### Aim
Edit the lines from the one containing "pole in the" through the end of the records by replacing "blue stripe" with "two blue stripes" and leaving everything else as it is. Return only those edited lines.

### Data rows
%%
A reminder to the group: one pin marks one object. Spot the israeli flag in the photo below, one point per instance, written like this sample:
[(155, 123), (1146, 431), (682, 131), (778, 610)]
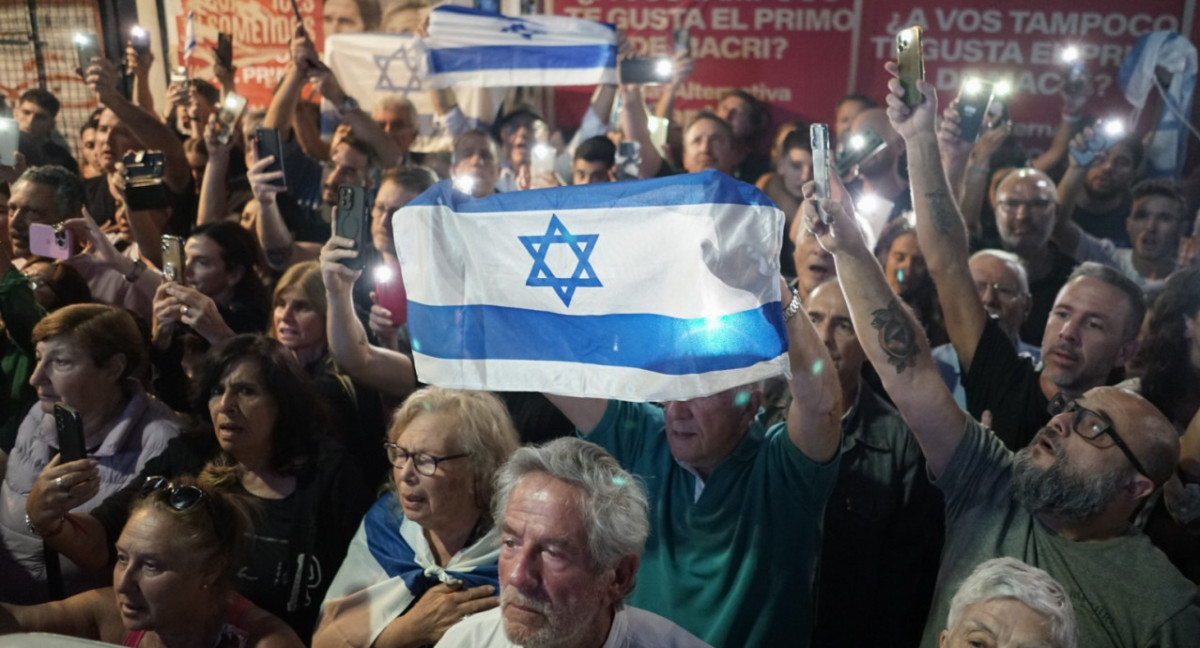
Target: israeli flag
[(645, 291), (477, 48)]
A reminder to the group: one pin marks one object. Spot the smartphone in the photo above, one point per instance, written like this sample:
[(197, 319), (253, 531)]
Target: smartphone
[(225, 49), (912, 64), (353, 221), (69, 425), (173, 258), (267, 142), (390, 292), (49, 241), (682, 40), (975, 99), (857, 148), (629, 160), (652, 70), (10, 138), (819, 137), (227, 117), (88, 48)]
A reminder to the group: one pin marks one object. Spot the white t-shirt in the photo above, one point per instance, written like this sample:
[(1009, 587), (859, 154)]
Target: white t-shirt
[(631, 628)]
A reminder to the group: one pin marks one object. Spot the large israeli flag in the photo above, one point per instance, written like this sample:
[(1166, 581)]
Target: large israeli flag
[(643, 291), (475, 48)]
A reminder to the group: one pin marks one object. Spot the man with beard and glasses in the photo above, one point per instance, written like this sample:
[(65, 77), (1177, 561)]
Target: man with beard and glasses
[(1062, 504), (573, 526)]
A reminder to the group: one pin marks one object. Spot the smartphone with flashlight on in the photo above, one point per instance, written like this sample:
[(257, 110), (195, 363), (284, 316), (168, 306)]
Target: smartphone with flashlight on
[(911, 63), (652, 70)]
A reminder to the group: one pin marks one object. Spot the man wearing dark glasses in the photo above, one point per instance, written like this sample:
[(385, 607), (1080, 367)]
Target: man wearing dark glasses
[(1063, 503)]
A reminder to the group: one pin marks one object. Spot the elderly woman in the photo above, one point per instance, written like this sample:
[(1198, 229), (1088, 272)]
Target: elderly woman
[(172, 582), (263, 431), (1008, 604), (88, 355), (425, 555)]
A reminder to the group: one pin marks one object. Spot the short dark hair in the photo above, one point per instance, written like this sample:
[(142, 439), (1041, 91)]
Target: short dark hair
[(413, 178), (598, 149), (1117, 280), (69, 192), (43, 99)]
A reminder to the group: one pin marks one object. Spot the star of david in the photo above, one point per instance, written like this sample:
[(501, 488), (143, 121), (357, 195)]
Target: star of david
[(384, 63), (540, 275), (522, 30)]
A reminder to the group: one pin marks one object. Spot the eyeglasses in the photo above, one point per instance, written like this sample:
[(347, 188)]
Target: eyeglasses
[(1036, 204), (424, 462), (179, 497), (1093, 426)]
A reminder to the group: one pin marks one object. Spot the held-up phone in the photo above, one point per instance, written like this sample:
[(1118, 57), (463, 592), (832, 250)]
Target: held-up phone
[(88, 48), (223, 51), (10, 138), (227, 117), (973, 100), (49, 241), (267, 142), (628, 160), (173, 258), (683, 41), (1104, 135), (69, 425), (912, 64), (353, 221), (819, 137), (390, 292), (856, 149), (653, 70)]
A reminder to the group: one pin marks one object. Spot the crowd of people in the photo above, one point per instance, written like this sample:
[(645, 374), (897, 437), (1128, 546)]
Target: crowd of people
[(1002, 449)]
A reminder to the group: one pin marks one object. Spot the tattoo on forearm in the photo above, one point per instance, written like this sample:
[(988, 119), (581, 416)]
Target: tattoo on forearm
[(897, 335), (941, 211)]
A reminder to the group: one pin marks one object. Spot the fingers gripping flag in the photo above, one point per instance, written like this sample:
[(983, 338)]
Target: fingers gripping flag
[(649, 291), (477, 48)]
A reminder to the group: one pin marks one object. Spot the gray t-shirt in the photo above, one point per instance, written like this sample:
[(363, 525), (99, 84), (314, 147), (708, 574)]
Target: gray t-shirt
[(1125, 591)]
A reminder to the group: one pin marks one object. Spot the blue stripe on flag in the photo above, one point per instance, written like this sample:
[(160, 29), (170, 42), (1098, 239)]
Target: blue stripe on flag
[(471, 59), (695, 189), (695, 346)]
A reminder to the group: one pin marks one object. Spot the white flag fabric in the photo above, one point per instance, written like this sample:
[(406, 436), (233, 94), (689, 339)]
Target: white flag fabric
[(657, 289), (475, 48)]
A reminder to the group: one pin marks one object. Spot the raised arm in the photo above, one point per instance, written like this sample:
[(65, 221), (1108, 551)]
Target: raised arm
[(814, 419), (940, 227), (891, 335)]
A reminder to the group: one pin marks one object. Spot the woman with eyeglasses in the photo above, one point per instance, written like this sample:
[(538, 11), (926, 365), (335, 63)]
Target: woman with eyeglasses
[(89, 359), (425, 555), (262, 433), (172, 581)]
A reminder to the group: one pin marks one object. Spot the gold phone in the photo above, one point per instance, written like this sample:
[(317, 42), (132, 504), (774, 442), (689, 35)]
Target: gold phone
[(912, 64)]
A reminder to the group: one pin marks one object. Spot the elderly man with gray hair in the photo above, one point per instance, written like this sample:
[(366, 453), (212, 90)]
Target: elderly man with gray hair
[(573, 526), (1006, 604)]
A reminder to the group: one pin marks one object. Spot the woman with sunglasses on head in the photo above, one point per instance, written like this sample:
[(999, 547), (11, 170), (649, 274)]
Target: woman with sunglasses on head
[(261, 430), (172, 582), (425, 555)]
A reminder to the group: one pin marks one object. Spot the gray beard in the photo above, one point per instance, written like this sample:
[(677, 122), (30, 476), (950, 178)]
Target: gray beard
[(1056, 491)]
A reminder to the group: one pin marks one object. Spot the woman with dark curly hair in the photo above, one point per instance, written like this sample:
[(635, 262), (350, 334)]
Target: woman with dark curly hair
[(261, 432)]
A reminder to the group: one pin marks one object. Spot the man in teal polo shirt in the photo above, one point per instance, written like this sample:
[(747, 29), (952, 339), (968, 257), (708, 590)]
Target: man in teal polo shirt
[(736, 509)]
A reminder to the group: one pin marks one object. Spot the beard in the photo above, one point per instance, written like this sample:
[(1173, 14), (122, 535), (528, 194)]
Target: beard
[(1056, 490)]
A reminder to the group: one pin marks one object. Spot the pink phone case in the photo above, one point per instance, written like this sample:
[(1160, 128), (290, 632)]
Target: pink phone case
[(47, 241)]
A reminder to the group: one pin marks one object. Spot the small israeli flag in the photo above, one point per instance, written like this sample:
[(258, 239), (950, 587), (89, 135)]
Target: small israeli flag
[(475, 48), (645, 291)]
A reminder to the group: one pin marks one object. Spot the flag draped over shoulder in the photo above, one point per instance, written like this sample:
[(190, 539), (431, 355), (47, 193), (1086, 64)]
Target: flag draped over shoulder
[(643, 291), (469, 47)]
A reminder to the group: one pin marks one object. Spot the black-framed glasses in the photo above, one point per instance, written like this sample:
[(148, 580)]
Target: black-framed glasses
[(424, 462), (1093, 426), (179, 497)]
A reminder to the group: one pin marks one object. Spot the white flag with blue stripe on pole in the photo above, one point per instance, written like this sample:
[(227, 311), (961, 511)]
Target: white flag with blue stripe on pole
%%
### Solved problem
A reminder to the group: one pin marks one object. Spot the white flag with two blue stripes on pole in the photo above, one point per instance, written like this sample:
[(227, 311), (961, 511)]
Target: white flag with two blue stripes on pole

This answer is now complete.